■ **WHAT YOU ARE ASKED TO DO**
Please state how many lines of the data contain "concrete". The number by itself is enough.

■ **SUPPLIED DATA**
>>>

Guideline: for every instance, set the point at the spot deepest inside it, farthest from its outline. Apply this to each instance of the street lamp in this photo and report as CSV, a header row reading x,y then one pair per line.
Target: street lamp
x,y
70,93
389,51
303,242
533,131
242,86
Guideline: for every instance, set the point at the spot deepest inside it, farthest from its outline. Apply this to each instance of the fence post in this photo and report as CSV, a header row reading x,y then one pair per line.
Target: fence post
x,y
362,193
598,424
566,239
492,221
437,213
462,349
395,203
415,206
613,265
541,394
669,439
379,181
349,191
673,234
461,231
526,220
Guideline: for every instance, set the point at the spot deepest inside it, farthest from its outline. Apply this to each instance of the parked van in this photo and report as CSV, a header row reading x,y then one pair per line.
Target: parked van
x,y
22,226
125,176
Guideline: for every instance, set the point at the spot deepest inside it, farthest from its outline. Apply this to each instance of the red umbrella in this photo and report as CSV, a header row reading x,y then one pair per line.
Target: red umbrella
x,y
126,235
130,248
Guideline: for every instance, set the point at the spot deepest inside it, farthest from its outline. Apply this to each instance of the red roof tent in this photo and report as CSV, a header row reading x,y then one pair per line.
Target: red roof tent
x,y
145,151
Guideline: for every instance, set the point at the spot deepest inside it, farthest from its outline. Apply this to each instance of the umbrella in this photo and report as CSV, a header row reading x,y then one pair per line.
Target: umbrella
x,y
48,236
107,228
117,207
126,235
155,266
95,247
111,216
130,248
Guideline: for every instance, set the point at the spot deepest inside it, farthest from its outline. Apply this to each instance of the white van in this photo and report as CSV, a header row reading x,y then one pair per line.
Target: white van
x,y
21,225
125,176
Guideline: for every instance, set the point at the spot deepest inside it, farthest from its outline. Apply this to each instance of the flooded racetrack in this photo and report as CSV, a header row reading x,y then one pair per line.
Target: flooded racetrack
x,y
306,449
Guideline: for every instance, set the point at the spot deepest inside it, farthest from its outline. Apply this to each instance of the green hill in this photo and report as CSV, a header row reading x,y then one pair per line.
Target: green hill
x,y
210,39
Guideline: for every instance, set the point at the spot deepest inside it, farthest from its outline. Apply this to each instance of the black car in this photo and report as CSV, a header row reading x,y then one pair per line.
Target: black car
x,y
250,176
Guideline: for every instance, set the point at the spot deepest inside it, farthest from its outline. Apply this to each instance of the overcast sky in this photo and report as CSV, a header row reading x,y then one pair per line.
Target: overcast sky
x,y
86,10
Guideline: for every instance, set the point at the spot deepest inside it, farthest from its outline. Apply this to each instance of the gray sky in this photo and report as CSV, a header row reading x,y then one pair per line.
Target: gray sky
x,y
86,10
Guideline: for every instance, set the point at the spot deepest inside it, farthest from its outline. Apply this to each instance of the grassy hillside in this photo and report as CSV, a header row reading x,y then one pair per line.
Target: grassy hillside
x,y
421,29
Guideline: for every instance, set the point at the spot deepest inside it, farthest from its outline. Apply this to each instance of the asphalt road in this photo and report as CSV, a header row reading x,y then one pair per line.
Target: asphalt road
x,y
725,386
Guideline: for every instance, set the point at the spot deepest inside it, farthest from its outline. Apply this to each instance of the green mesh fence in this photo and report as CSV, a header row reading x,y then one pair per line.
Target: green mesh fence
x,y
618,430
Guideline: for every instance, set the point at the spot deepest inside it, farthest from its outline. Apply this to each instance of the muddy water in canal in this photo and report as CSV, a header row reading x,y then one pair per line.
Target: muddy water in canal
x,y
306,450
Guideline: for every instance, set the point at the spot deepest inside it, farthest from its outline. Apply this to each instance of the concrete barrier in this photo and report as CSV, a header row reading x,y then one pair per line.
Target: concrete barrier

<<<

■ **PROBLEM SOLUTION**
2